Every time I see a video with a crane I am wondering when it’s going to go south.

Wheels

LOL…me too. Same with when I see anything towing anything with a cable (ship, truck, whatever). Just waiting for the cable to part and for the whipping cable to do damage to life and limb. I cringe whenever I see footage of people working around cables under serious tension…

Fail videos. Doesn’t matter what kind of day you had, watching a couple of those can make you feel pretty good about yourself.

The same with Cops on TV. If you’ve had a bad day, just remember you haven’t been featured on an episode of Cops.

I like a good ship launch too.

I live in NE Scotland and for most of my life worked in the oil rig fabrication yards here and , its been a good living, started work in this industry at the youngest age of 18 they would allow, we built the Jackets as well as topsides for the north sea and am proud to have helped build the replacement for the ill fated Piper Alpha with the Piper B.

This is not one of our Jackets and its certainly not the largest built but this vid does show how they are launched from a barge, you would think all that tonnage of steel would just sink, but nope, every weld is tested and even x rayed for critical parts and the tubulars are air tight and it floats until its gradually sunk to the position its intended to drill.

We did topsides too and built some of the first TLP platforms as well as jack ups, always loved construction and I loved this stuff especially.

Request: Could you copy out the whole forum discussion above about cranes, fail videos and oil rig jackets, word for word?

Listed entries:
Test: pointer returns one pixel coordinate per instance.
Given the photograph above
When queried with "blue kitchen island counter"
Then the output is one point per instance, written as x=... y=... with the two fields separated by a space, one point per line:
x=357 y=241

Full output:
Every time I see a video with a crane I am wondering when it’s going to go south.

Wheels

LOL…me too. Same with when I see anything towing anything with a cable (ship, truck, whatever). Just waiting for the cable to part and for the whipping cable to do damage to life and limb. I cringe whenever I see footage of people working around cables under serious tension…

Fail videos. Doesn’t matter what kind of day you had, watching a couple of those can make you feel pretty good about yourself.

The same with Cops on TV. If you’ve had a bad day, just remember you haven’t been featured on an episode of Cops.

I like a good ship launch too.

I live in NE Scotland and for most of my life worked in the oil rig fabrication yards here and , its been a good living, started work in this industry at the youngest age of 18 they would allow, we built the Jackets as well as topsides for the north sea and am proud to have helped build the replacement for the ill fated Piper Alpha with the Piper B.

This is not one of our Jackets and its certainly not the largest built but this vid does show how they are launched from a barge, you would think all that tonnage of steel would just sink, but nope, every weld is tested and even x rayed for critical parts and the tubulars are air tight and it floats until its gradually sunk to the position its intended to drill.

We did topsides too and built some of the first TLP platforms as well as jack ups, always loved construction and I loved this stuff especially.